Exercise instructions –
Reproduce every one of the records below word for word, but omit the pictures.

-.-.-

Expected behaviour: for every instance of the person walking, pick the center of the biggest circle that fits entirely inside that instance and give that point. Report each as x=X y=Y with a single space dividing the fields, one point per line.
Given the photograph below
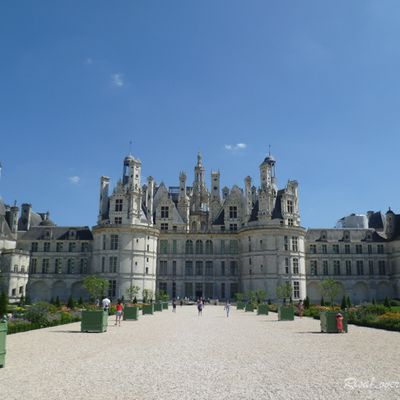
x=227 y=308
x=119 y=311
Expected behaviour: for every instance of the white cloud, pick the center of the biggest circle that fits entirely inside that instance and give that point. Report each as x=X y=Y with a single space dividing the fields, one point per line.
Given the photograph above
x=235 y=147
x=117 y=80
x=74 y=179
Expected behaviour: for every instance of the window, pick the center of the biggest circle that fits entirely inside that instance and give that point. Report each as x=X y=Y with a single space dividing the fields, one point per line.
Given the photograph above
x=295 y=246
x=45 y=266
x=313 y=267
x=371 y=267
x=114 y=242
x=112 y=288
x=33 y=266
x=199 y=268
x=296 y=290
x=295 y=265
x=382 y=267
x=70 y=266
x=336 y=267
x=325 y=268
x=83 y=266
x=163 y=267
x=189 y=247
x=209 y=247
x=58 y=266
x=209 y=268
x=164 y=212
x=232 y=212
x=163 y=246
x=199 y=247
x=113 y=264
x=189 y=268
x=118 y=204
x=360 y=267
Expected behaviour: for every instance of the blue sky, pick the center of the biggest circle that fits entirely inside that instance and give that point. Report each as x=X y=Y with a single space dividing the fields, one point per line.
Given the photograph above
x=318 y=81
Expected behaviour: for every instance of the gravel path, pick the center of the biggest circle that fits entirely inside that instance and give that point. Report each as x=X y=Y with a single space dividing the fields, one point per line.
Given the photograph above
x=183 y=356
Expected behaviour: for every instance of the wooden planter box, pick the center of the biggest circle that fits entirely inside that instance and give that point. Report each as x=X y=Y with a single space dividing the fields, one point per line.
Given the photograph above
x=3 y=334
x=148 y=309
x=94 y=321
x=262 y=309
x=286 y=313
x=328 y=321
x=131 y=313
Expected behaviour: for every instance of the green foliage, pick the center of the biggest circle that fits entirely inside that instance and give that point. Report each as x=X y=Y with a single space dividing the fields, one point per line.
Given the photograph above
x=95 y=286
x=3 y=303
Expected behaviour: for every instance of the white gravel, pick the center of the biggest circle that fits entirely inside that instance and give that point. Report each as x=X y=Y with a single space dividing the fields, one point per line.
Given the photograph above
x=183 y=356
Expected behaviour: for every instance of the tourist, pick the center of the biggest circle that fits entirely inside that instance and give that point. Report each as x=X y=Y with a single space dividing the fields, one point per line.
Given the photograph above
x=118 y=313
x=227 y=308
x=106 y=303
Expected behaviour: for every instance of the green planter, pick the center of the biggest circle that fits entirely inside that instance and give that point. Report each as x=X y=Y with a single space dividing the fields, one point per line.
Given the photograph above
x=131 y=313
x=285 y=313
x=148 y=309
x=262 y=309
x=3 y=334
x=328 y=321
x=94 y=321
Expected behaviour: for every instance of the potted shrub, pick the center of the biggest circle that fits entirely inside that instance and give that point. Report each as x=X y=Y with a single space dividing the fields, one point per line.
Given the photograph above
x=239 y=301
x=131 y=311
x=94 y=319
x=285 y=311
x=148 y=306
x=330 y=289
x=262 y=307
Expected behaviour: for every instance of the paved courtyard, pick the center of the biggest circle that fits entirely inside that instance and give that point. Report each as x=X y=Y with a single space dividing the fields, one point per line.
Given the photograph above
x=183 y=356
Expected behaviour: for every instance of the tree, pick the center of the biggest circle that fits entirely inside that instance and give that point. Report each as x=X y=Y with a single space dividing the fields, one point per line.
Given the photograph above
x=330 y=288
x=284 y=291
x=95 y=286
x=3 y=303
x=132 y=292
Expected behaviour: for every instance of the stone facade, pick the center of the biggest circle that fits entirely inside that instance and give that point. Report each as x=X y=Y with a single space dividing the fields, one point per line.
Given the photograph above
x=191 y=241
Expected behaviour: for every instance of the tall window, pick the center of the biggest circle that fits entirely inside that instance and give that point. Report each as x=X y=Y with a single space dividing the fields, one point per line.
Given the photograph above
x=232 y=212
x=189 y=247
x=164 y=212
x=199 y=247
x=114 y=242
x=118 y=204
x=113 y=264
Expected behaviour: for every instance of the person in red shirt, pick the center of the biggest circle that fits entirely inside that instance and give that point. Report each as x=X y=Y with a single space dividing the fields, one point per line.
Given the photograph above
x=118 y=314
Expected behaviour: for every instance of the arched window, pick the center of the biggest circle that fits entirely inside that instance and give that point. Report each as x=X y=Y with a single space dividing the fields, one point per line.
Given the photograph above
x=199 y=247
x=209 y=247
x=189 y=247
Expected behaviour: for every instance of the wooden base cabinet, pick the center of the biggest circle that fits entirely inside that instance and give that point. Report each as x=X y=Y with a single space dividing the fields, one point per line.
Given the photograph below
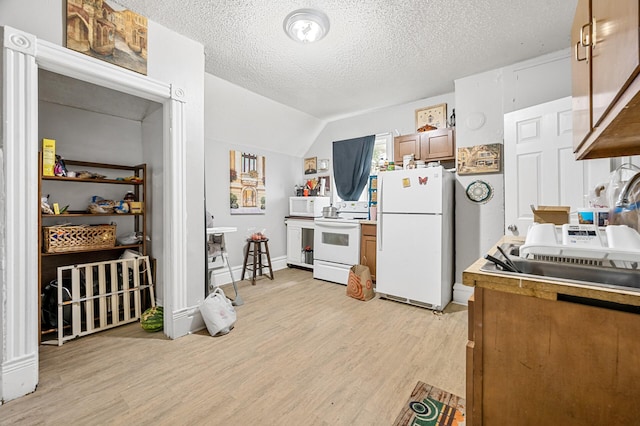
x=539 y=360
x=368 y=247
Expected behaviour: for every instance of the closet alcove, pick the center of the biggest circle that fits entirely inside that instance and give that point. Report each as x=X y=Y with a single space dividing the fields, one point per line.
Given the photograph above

-.-.-

Solution –
Expected behaviour: for every instance of the person walking, pick the center of the biggest circle that fits entirely inside that instance and give that point. Report each as x=X y=Y with a single space dividing the fields, one point per line.
Given the photograph below
x=227 y=308
x=119 y=311
Expected behaviour: for every instance of the white cloud, pick the center of the biggest circle that fits entirely inside that instance and give that point. Report each as x=X y=Y with a single space dividing the fields, one point per line.
Given the photograph above
x=235 y=147
x=117 y=80
x=74 y=179
Expected behaviour: for every instance of the window, pick the center of the biggest circle that fits entirely inside that instance and give that point. Report each as x=X y=Y with a single space dividing the fields, one point per line.
Given the photograph above
x=295 y=246
x=45 y=266
x=313 y=267
x=371 y=267
x=114 y=242
x=112 y=288
x=33 y=266
x=199 y=268
x=296 y=290
x=295 y=265
x=382 y=267
x=70 y=266
x=336 y=267
x=325 y=268
x=83 y=266
x=163 y=267
x=189 y=247
x=209 y=247
x=58 y=266
x=209 y=268
x=164 y=212
x=232 y=212
x=163 y=246
x=199 y=247
x=113 y=264
x=189 y=268
x=118 y=204
x=360 y=267
Expected behaviour: for every instance of the blue sky, pick the center of the biggest circle that fits entirely inside that instance and give that point. Report each as x=X y=Y with a single space dividing the fields, one point per line.
Given the photograph above
x=318 y=81
Expected behaviour: for every instance of the gravel path, pick the center of the biggest circle that fits entirely inside that instance and give that point. Report each as x=X y=Y with a single space dividing the fields, one point per line.
Given the photograph above
x=183 y=356
Expected behaviour: for every instance of the wooden planter box, pick the center of the biggest circle that fits entirely inside that instance and give that point. Report each as x=X y=Y with a single space dividing the fields, one point per line.
Given the photograph above
x=3 y=334
x=148 y=309
x=94 y=321
x=262 y=309
x=286 y=313
x=328 y=321
x=131 y=313
Expected behaviour: for every instance of the green foliage, pick the center of the biggest circle that fits entirely inside that instance and give that point. Report each as x=X y=Y with a single space dividing the fields, one point per line.
Given the photograph above
x=95 y=286
x=3 y=303
Expected behaviour: for every instance of the white gravel, pick the center of the biggest circle that fits entirely inside that instance and give that point. Report each as x=X y=Y with a single space dividing the fields, one point per line.
Given the photograph above
x=183 y=356
Expected behaviour: for every instance of the tourist, pick the center of the biggest circle that fits entirely inside that instance and give that point. Report each as x=X y=Y with a single space dividing the fields, one point per line.
Given the photograph above
x=118 y=313
x=227 y=308
x=106 y=303
Expected behaviour: for every instance of the green planter, pick the center of the biggest circle that fits entirely inside that instance and give that point. Report each as x=X y=Y with a single space dividing the fields, one point per line.
Given the photograph above
x=131 y=313
x=285 y=313
x=148 y=309
x=262 y=309
x=3 y=334
x=328 y=321
x=94 y=321
Expected behaviour: for every instance of the potted shrub, pick the center of the biggest circle that fits entirely inside that instance and give that point. Report each as x=X y=Y with a single space dividing the fields, one point per line.
Given the photograph above
x=239 y=301
x=131 y=311
x=94 y=319
x=285 y=311
x=148 y=306
x=330 y=289
x=262 y=307
Expected behaviour: for every instance of the paved courtyard, pick the center of the biggest circle that fits entirely inside that instance and give that point. Report each as x=X y=Y with a single space dividing the fields, one point per line.
Given the photograph above
x=183 y=356
Expected behaviour: for every instance of the tree, pick the center of the biggest circle that fits entirely inside that instance and give that point. Report each as x=X y=Y with a single space dividing the fields, one point per line.
Given the photograph above
x=330 y=288
x=284 y=291
x=95 y=286
x=3 y=303
x=132 y=292
Expected behaviour: for every instance of the stone facade, pick the center of the biggest circle that fits entirely inside that instance and give that point. Report each as x=X y=Y with a single space dividing the fields, one point per line.
Given the photograph above
x=191 y=241
Expected behaviour: for every instance of the tall window, pick the center of the biggest circle that fits entirely inside that instance and give that point. Report each as x=X y=Y with a single space dividing the fields, one point per line.
Given the photograph above
x=232 y=212
x=189 y=247
x=164 y=212
x=199 y=247
x=114 y=242
x=118 y=204
x=113 y=264
Expected behaviour: for every instance of the person in red shirt, pick the center of the biggest circle that fits entirely inside that instance and give that point. Report each as x=X y=Y with a single space dividing the fields, one point per line.
Given the photograph above
x=118 y=314
Expected behaviour: for every instance of the arched window, pick the center of the biggest circle that fits entirely inside that instance and give that point. Report each as x=X y=Y with a single space dividing the fields, one point per line.
Given the photograph above
x=199 y=247
x=209 y=247
x=189 y=247
Expected behaviour: for every instance of the wooden base cabinet, pick the center of the biggest circle that fits entirely inside that instance and give that point. Report each as x=X y=Y with a single space dividing the fields, one point per line.
Given the photograph below
x=539 y=360
x=368 y=247
Expected behaviour: for every instance of the closet alcove, pick the center of the biggest circle that fits entirely inside that instance and give that point. Report each as x=X y=Y with a single space dividing the fields, one point per line.
Given the photograph above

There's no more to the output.